__Document excerpt__:
START
Herbalife Nutrition Announces Closing of $1.25 Billion Credit Facility & $400 Million Aggregate Principal Amount of Senior No...
16 August 2018 - 10:40PM
Business Wire
Herbalife Nutrition Ltd. (NYSE: HLF) (the “Company”), a global
nutrition company, today announced that it has closed a new $1.25
billion senior secured credit facility, which consists of a $250
million revolving credit facility maturing August 2023, a $250
million term loan A maturing August 2023 and a $750 million term
loan B maturing August 2025. The Company also announced today the
closing of the previously announced offering by HLF Financing SaRL,
LLC and Herbalife International, Inc. (the “Issuers”), each a
wholly owned subsidiary of the Company, of $400 million aggregate
principal amount of Senior Notes due 2026 (the “Notes”).
The Company used the net proceeds from the offering, together
with borrowings under the Company’s new senior secured credit
facilities, to refinance all amounts outstanding under its prior
senior secured credit facilities and to pay related fees and
expenses. Any remaining net proceeds will be used for general
corporate purposes. The prior senior secured credit facility was
due to mature in February 2022 with respect to the revolver and
February 2023 with respect to the term loan.
“The refinancing provides a substantive improvement in interest
rates and terms as compared to our prior credit facility, and it
was significantly oversubscribed,” said Bosco Chiu, the Company’s
chief financial officer. “We thank our banking partners for their
confidence and commitment to Herbalife Nutrition.”
Loans under the revolving credit facility and term loan A
facility bear interest at a per annum rate equal to LIBOR plus
3.00% while loans under the term loan B facility bear interest at a
per annum rate equal to LIBOR plus 3.25%. Jefferies acted as
administrative agent for the new term loan B facility and
collateral agent for the credit facility, and Rabobank acted as
administrative agent for the revolving credit facility and the term
loan A facility. Jefferies and Rabobank acted as joint book runners
and joint lead arrangers for the term loan B facility, and Rabobank
acted as sole lead book runner and sole lead arranger for the term
loan A facility and revolving credit facility.
The Notes have a fixed annual interest rate of 7.250%, which
will be paid semi-annually on February 15 and August 15 of each
year, commencing on February 15, 2019. The Notes are guaranteed by
the Company, the parent company of the Issuers, and on a senior
unsecured basis by each of the Company’s existing subsidiaries that
guarantee the obligations of the U.S. domestic borrowers under the
Company’s new senior secured credit facilities discussed above and
any future subsidiaries of the Company that will similarly
guarantee such obligations of such borrowers.
This press release is neither an offer to sell nor a
solicitation of an offer to buy the Notes, nor shall there be any
sale of the Notes in any state or jurisdiction in which such an
offer, solicitation or sale would be unlawful prior to the
registration or qualification under the securities laws of any such
state or jurisdiction. The Notes have not been and are not expected
to be registered under the Securities Act of 1933, as amended, or
the securities laws of any other jurisdiction, and may not be
offered or sold in the United States absent registration or an
applicable exemption from registration requirements.
END
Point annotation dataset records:
START
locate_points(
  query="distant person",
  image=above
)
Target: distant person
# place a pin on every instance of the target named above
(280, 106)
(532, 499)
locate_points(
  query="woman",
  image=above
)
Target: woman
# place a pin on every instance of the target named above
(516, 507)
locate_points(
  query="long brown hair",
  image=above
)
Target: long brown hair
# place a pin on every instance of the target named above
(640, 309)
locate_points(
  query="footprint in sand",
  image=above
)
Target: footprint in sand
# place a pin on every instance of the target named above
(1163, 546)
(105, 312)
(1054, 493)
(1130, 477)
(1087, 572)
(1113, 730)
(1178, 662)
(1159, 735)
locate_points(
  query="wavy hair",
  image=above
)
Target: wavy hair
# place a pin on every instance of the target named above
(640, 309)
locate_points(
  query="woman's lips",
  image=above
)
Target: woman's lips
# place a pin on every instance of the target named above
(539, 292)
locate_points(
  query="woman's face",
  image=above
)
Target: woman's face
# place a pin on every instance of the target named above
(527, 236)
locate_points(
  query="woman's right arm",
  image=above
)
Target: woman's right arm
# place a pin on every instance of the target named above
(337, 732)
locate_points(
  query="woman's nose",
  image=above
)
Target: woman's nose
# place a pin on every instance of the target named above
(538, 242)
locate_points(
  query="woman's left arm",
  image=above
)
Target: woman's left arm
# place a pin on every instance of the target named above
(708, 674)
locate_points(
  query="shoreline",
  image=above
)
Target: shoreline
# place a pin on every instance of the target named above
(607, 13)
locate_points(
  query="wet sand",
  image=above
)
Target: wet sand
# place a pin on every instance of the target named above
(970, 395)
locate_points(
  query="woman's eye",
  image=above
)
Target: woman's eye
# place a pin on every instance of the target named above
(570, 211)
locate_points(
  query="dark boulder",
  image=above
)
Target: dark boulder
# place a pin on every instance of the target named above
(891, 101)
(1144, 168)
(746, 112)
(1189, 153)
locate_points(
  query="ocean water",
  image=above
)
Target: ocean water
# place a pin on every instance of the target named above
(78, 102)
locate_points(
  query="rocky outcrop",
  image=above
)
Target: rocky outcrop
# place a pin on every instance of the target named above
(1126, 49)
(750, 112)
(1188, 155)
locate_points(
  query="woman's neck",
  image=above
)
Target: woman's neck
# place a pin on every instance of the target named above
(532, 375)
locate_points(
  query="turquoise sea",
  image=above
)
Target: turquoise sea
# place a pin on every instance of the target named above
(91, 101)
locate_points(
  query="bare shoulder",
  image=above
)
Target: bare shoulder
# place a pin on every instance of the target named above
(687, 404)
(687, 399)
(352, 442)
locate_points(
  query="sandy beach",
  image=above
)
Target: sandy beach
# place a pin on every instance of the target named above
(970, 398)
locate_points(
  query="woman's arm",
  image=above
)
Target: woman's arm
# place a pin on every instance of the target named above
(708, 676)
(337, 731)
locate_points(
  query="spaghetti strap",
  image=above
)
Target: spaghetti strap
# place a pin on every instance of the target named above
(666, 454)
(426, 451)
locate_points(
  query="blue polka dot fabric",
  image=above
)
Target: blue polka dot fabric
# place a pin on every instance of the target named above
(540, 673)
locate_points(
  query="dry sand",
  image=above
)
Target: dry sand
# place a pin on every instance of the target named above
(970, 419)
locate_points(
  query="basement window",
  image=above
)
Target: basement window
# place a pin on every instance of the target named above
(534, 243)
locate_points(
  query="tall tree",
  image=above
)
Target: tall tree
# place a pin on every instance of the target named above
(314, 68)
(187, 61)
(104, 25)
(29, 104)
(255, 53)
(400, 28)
END
__Required actions__:
[A] Rewrite the Herbalife financing announcement from "Loans under the revolving" up to and including "revolving credit facility.", swapping each "acted as" for "served as".
[B] Show every line of the records that contains the word "beach".

__Results of the exercise__:
[A]
Loans under the revolving credit facility and term loan A
facility bear interest at a per annum rate equal to LIBOR plus
3.00% while loans under the term loan B facility bear interest at a
per annum rate equal to LIBOR plus 3.25%. Jefferies served as
administrative agent for the new term loan B facility and
collateral agent for the credit facility, and Rabobank served as
administrative agent for the revolving credit facility and the term
loan A facility. Jefferies and Rabobank served as joint book runners
and joint lead arrangers for the term loan B facility, and Rabobank
served as sole lead book runner and sole lead arranger for the term
loan A facility and revolving credit facility.

[B]
  query="sandy beach",
Target: sandy beach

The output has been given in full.